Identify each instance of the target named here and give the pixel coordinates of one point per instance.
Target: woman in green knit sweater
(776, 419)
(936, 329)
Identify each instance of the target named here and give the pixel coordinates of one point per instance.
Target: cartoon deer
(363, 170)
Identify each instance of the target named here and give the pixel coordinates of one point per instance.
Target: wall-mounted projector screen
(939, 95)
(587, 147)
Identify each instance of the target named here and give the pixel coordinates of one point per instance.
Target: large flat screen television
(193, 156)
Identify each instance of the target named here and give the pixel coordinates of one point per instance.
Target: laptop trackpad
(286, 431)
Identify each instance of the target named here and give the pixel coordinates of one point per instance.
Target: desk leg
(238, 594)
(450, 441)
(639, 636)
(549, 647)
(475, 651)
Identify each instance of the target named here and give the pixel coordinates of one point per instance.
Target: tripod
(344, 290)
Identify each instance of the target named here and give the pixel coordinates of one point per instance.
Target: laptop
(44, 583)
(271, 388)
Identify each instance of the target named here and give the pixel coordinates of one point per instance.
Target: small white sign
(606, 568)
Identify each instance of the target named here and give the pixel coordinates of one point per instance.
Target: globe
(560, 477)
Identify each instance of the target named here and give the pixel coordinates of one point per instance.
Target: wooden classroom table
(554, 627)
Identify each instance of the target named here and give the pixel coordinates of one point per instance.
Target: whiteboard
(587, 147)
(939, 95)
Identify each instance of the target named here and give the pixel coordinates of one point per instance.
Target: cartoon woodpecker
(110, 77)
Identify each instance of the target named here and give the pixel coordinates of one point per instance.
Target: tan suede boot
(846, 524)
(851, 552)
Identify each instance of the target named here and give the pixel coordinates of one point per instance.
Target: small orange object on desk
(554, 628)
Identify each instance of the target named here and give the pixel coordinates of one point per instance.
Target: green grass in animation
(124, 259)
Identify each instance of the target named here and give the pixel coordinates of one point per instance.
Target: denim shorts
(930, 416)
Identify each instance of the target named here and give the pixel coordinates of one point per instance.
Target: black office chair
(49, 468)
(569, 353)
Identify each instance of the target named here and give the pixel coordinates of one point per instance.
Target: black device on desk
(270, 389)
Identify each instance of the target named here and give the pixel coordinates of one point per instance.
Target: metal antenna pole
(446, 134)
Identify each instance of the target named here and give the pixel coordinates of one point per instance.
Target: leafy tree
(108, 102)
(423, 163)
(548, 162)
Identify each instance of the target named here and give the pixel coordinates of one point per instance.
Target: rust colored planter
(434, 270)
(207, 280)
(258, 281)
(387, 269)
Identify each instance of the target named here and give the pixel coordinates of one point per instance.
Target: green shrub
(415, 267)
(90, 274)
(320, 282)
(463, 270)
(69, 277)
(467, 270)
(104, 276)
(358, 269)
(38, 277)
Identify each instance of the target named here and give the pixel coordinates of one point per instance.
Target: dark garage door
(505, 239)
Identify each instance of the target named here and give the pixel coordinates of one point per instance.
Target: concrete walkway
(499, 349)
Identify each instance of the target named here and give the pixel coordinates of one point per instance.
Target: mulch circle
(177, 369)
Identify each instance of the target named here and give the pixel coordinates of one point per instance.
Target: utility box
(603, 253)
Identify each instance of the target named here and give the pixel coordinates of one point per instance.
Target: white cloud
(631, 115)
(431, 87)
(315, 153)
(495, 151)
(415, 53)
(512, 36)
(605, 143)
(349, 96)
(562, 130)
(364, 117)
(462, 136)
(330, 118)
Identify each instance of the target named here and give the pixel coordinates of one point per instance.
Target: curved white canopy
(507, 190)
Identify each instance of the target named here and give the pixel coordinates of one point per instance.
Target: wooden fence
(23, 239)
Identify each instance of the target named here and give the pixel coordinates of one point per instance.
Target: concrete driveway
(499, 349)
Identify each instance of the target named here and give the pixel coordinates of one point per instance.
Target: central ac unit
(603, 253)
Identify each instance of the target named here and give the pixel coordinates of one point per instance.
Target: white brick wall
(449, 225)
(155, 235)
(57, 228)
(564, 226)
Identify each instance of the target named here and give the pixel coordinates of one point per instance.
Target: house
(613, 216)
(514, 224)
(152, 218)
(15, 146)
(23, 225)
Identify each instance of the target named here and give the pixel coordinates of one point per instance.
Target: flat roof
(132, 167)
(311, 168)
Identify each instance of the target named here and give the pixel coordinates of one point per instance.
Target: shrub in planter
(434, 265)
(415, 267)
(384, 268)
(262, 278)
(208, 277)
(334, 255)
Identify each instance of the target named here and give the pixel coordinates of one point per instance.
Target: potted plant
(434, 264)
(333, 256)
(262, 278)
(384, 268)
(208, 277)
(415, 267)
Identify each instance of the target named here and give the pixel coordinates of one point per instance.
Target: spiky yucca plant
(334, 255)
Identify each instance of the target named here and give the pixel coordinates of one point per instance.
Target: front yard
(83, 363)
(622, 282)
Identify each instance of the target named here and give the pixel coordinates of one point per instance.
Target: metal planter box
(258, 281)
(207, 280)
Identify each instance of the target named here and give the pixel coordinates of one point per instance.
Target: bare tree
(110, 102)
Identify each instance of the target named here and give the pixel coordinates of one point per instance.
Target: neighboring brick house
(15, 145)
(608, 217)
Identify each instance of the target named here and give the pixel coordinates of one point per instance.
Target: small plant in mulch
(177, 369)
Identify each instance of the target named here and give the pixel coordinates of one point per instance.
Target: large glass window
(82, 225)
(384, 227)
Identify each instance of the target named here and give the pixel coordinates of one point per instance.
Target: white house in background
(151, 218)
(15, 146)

^^^^

- [Given problem]: Would you write down every record again, exactly?

- [Task result]:
Identify each instance of the target named here and give the pixel coordinates of one point per instance.
Target: woman in green knit sweater
(776, 419)
(936, 329)
Identify each instance of the target named here and give the pixel coordinates of one point per instance.
Target: cartoon deer
(363, 170)
Identify each instance of the target named here and give the pixel coordinates of one point per instance.
Target: wall-mounted projector screen
(939, 95)
(587, 147)
Identify each instance of the target named here and give the pixel coordinates of one point per instance.
Target: large flat screen television
(193, 156)
Identify each instance of the target named here and give the pixel coordinates of one point per instance.
Target: laptop trackpad
(286, 431)
Identify each instance of the target named here and give the pixel coordinates of one point per instance.
Target: desk leg
(238, 594)
(450, 441)
(639, 636)
(549, 647)
(475, 651)
Identify each instance of the target named here and give the pixel coordinates of one point per instance.
Target: tripod
(344, 290)
Identify each instance of the target named here and give the pixel coordinates of one point per instance.
Target: laptop
(44, 583)
(271, 388)
Identify each instance of the target named here and give the pixel coordinates of one point per instance.
Target: small white sign
(606, 568)
Identify each instance of the target named here and give the pixel coordinates of one point per instance.
Target: globe
(560, 477)
Identify each instance of the target named here and give the pixel coordinates of one point per instance.
Target: wooden classroom table
(554, 627)
Identify each instance of the target named here and give the pixel coordinates of one point per instance.
Target: whiteboard
(587, 147)
(939, 95)
Identify each instance of the target named here and give the pixel coordinates of one point per instance.
Target: cartoon woodpecker
(110, 77)
Identify each instance of the target named here and give the pixel coordinates of one point per instance.
Target: tan suede boot
(846, 524)
(851, 552)
Identify each instance of the target named here and give the pixel coordinates of one point per instance.
Target: small orange object on desk
(554, 628)
Identify each instance of the target named here and give the pixel coordinates of one point per instance.
Target: green grass in animation
(124, 259)
Identify each instance of the target named here and give the pixel coordinates of one point per instance.
Target: denim shorts
(930, 416)
Identify each instance of the target named here and give the pixel coordinates of one point per instance.
Target: black office chair
(49, 468)
(569, 353)
Identify each instance of the target named here and give the pixel coordinates of one point per instance.
Target: black device on desk
(270, 389)
Identify each instance of the target named here and give the pixel coordinates of one point per instance.
Target: metal antenna pole
(446, 134)
Identify each instance of the target named here and give the pixel coordinates of one point per instance.
Target: leafy tree
(108, 102)
(423, 163)
(548, 162)
Identify each instance of the target named here and give the pixel coordinates of one point per instance.
Target: rust colored planter
(434, 270)
(207, 280)
(258, 281)
(387, 269)
Identify each instance of the target named here and give the pixel coordinates of one point per instance.
Target: green shrub
(415, 267)
(90, 274)
(320, 282)
(463, 270)
(69, 277)
(467, 270)
(104, 276)
(358, 269)
(38, 277)
Identify each instance of the target named here and give the pixel coordinates of one point per instance.
Target: dark garage door
(505, 239)
Identify each instance of the target named here and give the pixel coordinates of one point per instance.
Target: concrete walkway
(499, 349)
Identify each instance of the target named here and give the pixel coordinates of one point per instance.
Target: mulch circle
(177, 369)
Identify each instance of the target named here and give the pixel coordinates of one point per instance.
Target: utility box
(603, 253)
Identify each instance of the target named here and give the pixel coordinates of one point per instance.
Target: white cloud
(631, 115)
(431, 87)
(315, 153)
(495, 151)
(415, 53)
(512, 36)
(605, 143)
(349, 96)
(562, 130)
(364, 117)
(462, 136)
(330, 118)
Identify each instance of the target named here and give the pixel coordinates of one point per instance.
Target: curved white canopy
(507, 190)
Identify each instance of the target named here and give the pixel coordinates of one point per instance.
Target: wooden fence
(23, 239)
Identify each instance of the target named here and give the pixel coordinates of one point per instance.
Target: concrete driveway
(499, 349)
Identify each instance of the target named here and give the pixel coordinates of one point per instance.
Target: central ac unit
(603, 253)
Identify each instance of the target named here and give the pixel coordinates of one point per instance.
Target: white brick wall
(449, 225)
(155, 235)
(57, 228)
(564, 226)
Identify each instance of the target named here and give the pixel coordinates of one point per instance.
Target: house
(613, 216)
(514, 224)
(152, 218)
(15, 146)
(23, 225)
Identify each instance of the target named here and give the pixel coordinates of one point per instance.
Target: flat roof
(132, 167)
(311, 168)
Identify each instance of the target named here and give the pixel coordinates of one point per instance.
Target: shrub in planter
(434, 265)
(415, 267)
(384, 268)
(262, 278)
(208, 277)
(334, 255)
Identify each instance of the target named here and give the pixel coordinates of one point per instance.
Target: potted plant
(434, 264)
(333, 256)
(262, 278)
(384, 268)
(208, 277)
(415, 267)
Identify each instance of the target named here and give the pixel coordinates of one point per instance.
Target: spiky yucca plant
(334, 255)
Identify each instance of the target named here and give the pixel coordinates of one point per instance.
Target: front yard
(83, 363)
(622, 282)
Identify each instance of the target named here and give the pixel coordinates of one point per instance.
Target: metal planter box
(258, 281)
(207, 280)
Identify each instance of the target named here and give the pixel coordinates of one point per instance.
Target: bare tree
(110, 102)
Identify each instance of the target named here and give the pixel coordinates of one point per instance.
Target: neighboring brick house
(15, 145)
(608, 217)
Identify each instance of the target named here and give the pixel coordinates of one point per instance.
Target: small plant in mulch
(177, 369)
Identify each instance of the target named here and give the pixel coordinates of one point per instance.
Target: large glass window
(82, 225)
(384, 227)
Identify each instance of the target named here and give the pixel coordinates of one point per instance.
Target: white house in background
(151, 218)
(15, 146)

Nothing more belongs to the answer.